- **DATA ENTRIES**:
[START]

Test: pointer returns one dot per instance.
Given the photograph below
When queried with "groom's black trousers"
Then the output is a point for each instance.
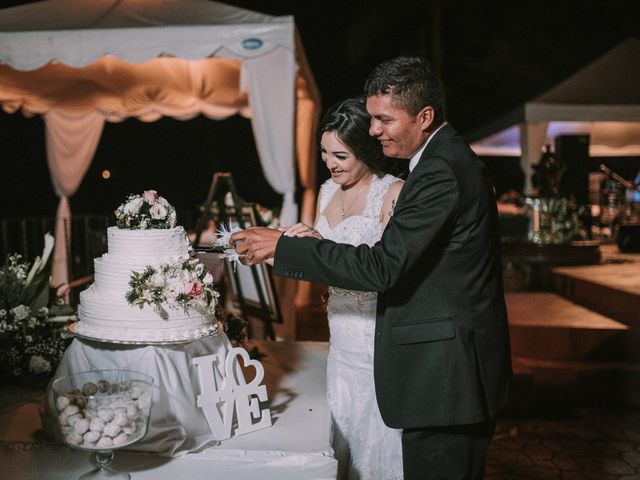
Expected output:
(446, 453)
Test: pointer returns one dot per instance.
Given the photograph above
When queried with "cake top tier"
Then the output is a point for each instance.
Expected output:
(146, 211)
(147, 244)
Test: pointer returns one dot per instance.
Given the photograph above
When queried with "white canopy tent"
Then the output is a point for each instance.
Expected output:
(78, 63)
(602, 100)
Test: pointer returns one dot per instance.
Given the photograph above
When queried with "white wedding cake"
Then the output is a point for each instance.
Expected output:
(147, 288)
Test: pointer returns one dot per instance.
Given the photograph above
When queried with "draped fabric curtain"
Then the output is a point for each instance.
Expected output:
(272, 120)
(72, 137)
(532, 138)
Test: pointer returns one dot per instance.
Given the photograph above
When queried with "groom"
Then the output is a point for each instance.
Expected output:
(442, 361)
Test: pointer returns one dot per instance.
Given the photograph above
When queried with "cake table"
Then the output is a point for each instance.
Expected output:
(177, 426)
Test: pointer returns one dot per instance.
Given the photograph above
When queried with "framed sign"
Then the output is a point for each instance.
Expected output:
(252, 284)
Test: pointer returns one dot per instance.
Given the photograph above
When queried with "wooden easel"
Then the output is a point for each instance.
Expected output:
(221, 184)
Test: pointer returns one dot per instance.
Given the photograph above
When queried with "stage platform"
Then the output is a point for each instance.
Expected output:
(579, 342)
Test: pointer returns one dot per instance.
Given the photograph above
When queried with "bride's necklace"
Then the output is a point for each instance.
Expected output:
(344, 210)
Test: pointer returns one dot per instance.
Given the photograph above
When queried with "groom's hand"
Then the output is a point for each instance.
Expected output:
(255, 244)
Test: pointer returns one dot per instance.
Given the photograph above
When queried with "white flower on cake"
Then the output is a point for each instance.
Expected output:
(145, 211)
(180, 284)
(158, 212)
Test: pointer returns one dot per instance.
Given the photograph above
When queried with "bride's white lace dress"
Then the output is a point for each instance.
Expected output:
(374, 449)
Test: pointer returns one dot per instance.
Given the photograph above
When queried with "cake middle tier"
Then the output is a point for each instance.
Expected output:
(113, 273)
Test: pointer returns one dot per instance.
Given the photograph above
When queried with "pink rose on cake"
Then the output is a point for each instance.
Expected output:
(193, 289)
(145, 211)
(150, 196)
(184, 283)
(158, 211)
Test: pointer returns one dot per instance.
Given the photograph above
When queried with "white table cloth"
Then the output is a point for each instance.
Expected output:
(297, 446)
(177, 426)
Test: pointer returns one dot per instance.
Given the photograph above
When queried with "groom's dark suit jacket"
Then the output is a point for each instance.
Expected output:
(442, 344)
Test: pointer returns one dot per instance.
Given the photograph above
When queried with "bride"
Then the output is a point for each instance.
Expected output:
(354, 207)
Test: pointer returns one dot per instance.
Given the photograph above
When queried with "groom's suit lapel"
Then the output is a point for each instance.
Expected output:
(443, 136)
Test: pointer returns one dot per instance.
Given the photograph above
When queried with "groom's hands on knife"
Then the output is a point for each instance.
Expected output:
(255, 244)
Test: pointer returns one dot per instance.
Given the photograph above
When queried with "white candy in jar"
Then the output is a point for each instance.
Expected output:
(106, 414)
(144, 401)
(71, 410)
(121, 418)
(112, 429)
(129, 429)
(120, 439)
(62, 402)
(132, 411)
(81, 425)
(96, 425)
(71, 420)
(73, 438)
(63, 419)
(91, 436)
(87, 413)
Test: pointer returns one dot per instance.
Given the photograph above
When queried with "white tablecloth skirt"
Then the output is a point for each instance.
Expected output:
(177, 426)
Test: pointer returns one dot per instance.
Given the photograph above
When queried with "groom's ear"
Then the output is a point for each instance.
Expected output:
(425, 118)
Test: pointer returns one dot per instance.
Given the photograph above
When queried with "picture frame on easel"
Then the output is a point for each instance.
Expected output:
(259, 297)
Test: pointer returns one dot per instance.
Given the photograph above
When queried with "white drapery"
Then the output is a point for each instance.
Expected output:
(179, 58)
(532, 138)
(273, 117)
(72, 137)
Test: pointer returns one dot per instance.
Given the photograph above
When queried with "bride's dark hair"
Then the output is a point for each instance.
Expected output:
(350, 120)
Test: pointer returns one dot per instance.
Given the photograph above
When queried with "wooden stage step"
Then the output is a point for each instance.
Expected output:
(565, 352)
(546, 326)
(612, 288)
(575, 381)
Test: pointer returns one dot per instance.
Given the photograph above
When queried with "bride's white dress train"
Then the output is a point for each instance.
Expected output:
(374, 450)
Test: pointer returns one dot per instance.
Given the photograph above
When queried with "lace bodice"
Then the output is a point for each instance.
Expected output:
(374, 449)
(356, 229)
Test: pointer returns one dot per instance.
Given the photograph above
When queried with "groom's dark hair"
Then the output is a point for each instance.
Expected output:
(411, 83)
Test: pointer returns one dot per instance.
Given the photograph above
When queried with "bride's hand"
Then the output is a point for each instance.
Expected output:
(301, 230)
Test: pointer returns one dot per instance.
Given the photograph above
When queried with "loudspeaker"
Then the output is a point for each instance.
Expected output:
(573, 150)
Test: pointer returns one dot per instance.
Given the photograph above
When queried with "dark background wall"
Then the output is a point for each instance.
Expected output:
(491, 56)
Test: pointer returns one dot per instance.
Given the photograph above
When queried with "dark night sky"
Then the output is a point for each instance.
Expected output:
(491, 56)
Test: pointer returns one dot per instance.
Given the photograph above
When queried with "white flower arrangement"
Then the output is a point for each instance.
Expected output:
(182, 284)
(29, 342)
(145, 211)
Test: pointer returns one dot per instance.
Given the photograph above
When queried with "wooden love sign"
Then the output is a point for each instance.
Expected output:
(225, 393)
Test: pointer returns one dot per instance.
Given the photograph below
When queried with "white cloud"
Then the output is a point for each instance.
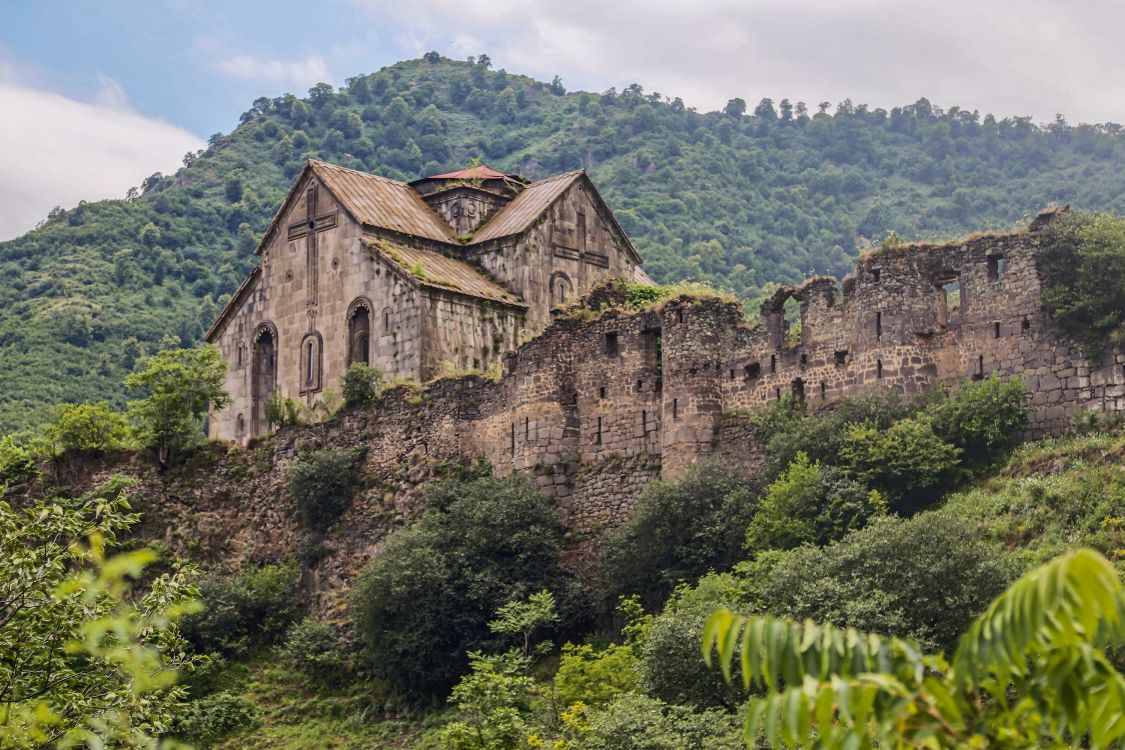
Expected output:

[END]

- **PROBLEM STATEMENT**: Transcribe each entry precisely as given, leaving the pictures out.

- **OUTPUT BELOW**:
Test: pointer returns one dot per instance.
Given the photograph below
When queried with "groom's black trousers"
Then the output is a point for each instance.
Expected output:
(446, 453)
Test: pointer returns one dot per instance.
Given the photograph above
When queried with "cake top tier"
Then the output is a point for each instance.
Expected output:
(146, 211)
(147, 244)
Test: pointer returns one dot per instance.
Given the photograph above
When queried with "white canopy tent"
Then the output is a point for each instance.
Expected output:
(78, 63)
(602, 100)
Test: pointer returns one dot per instance.
Given the photograph above
When queried with "white wedding cake"
Then the output is a point for each instance.
Expected output:
(147, 288)
Test: pointer returns one dot per instance.
Given the photograph above
When queried with "draped fabric curtain"
Then the output is a point for each instance.
Expected output:
(272, 120)
(72, 137)
(532, 138)
Test: pointer returns one dot per instance.
Given the photograph above
When queried with "groom"
Then the output is a point for each instance.
Expected output:
(442, 361)
Test: pointer returns one dot per instance.
Given the photograph above
When queried with "cake table"
Then the output is a point for each instance.
Expected output:
(177, 426)
Test: pointer returns one dot per instance.
Given the photograph above
When queried with "framed sign"
Then the output is a point for each instance.
Expected output:
(252, 284)
Test: pointer returns one dot per instance.
Given the photograph above
When queried with "wooden easel"
Then the output is a point for each instance.
Expected output:
(221, 184)
Test: pointer returns one dot per instance.
Given the photograph above
When queried with "stage platform"
Then the output is a point for each instance.
Expected output:
(579, 342)
Test: pointer returns one dot per instance.
Given the photograph above
When queried with "bride's necklace"
Then the output is a point for each instance.
Expected output:
(344, 210)
Test: pointer returns one dot per instance.
Given the photograph above
When queried with "groom's hand"
Then the output is a point for each instance.
Expected output:
(255, 244)
Test: pointer returns one dot per instance.
Given the photograph above
When queried with "white flower on cake"
Then the output is a point for each instance.
Expected output:
(145, 211)
(180, 284)
(158, 212)
Test: pointer returns one dot per instance.
Given the photograph above
When queried with "bride's white lace dress"
Then the output is a point for each instance.
Expected output:
(374, 449)
Test: pointer returns one dot per instance.
Given the photograph above
When queried with "cake middle tier"
Then the output is a point for each instance.
Expected output:
(113, 273)
Test: pointer returns one dot per instance.
Given the photograph above
When queried with "pink rose on cake"
Then the output is a point for each instance.
Expected output:
(193, 289)
(145, 211)
(150, 196)
(184, 283)
(158, 211)
Test: pointer returns one dot per instance.
Given the photograph above
When queried with "white table cloth"
Then the output is a point for each instance.
Expected output:
(297, 446)
(177, 426)
Test: pointer returns one dot per instance.
Given the photograph above
When queried with "groom's dark suit jacket"
Then the output is a point for each instance.
Expected output:
(442, 344)
Test: pointer returns one dot per instance.
Given the photograph above
When queried with "bride"
Then the output is a point for each instance.
Expected output:
(354, 207)
Test: pointer returns one dot per instance.
Given the photograph above
When queried with "groom's suit lapel"
Then the output is a point for each instance.
Expected output:
(443, 136)
Test: pointer returns one dot per instance.
Given the photograph above
When queried with "groom's hands on knife"
Then the output is a point for each instance.
Expected output:
(255, 244)
Test: pointer returns one dot per instance.
Given the photograph above
When queried with "white candy in jar"
Then the output is a point for each instance.
Expected output:
(106, 414)
(144, 401)
(71, 410)
(121, 418)
(112, 429)
(129, 429)
(120, 439)
(62, 402)
(132, 411)
(81, 425)
(96, 425)
(71, 420)
(73, 438)
(63, 419)
(91, 436)
(87, 413)
Test: pointer returns one dot per instance.
Given the photograph above
When queried with "white tablecloth skirt"
Then the output is a point for each instance.
Expected output:
(177, 426)
Test: pointer returns one dot per instance.
Given the photograph above
When queried with "groom's ear"
Then the output is a point for each instance.
Expected output:
(425, 118)
Test: pointer returns one dot per instance.
Given the photograph above
When queried with "picture frame on easel"
Then the output is a point for each instance.
Expected output:
(259, 297)
Test: pointer returns one dot per instance.
Given the photograph above
When queried with "white drapery"
Then the output is a point for each instance.
Expected output:
(179, 58)
(532, 138)
(273, 117)
(72, 137)
Test: pointer returns one dot per instance.
Given the photograph above
When queried with "bride's dark hair"
Then the output is a point for each instance.
Expected output:
(350, 120)
Test: pointer returns one dot per instance.
Given the photograph above
When queried with "wooden stage step"
Then the output is a point for each instance.
Expected output:
(565, 352)
(546, 326)
(612, 288)
(575, 381)
Test: pointer returns one dot per instance.
Given the photograph above
When queried with "bride's white dress train"
Then the output is a point for each instance.
Expected output:
(374, 450)
Test: pointer returns one dot per instance.
Given the photograph above
When queried with "lace bodice"
Then the output is a point for each instance.
Expected output:
(374, 449)
(356, 229)
Test: pointer returns one dot per instance.
Given the photograph above
When queried with "groom's dark hair"
Then the output is a point for each instance.
Expected output:
(411, 83)
Test: pointer returns one dot per instance.
Given the photograph above
When queried with "bride's hand"
Then the output is a point for each instance.
Expected output:
(301, 230)
Test: pointer returns one dot per instance.
Given the photograph above
When queried with "loudspeaker"
Then the output is a point for each instance.
Expected output:
(573, 150)
Test: pointer returns one dot per instance.
Given the photograph above
When queried with "dark background wall"
Then the output is a point for each instance.
Expected output:
(491, 56)
Test: pointer returns one dot per instance.
Given the photograph above
When queried with "dark night sky"
Then the output is a point for each instance.
Expected output:
(491, 56)
Test: pointer returns one dot per instance.
Given the photograph above
When queried with "white flower arrangement"
Then the output is a point for each instance.
Expected output:
(182, 284)
(29, 342)
(145, 211)
Test: pointer returns one dot per instance.
Given the photograph above
When queried with "wooden love sign"
Then the output is a point for each instance.
Expected output:
(225, 393)
Test: pointer returns one dot per instance.
Given the photograph below
When queried with "white cloud"
Then the output is a point for each instance.
Expected output:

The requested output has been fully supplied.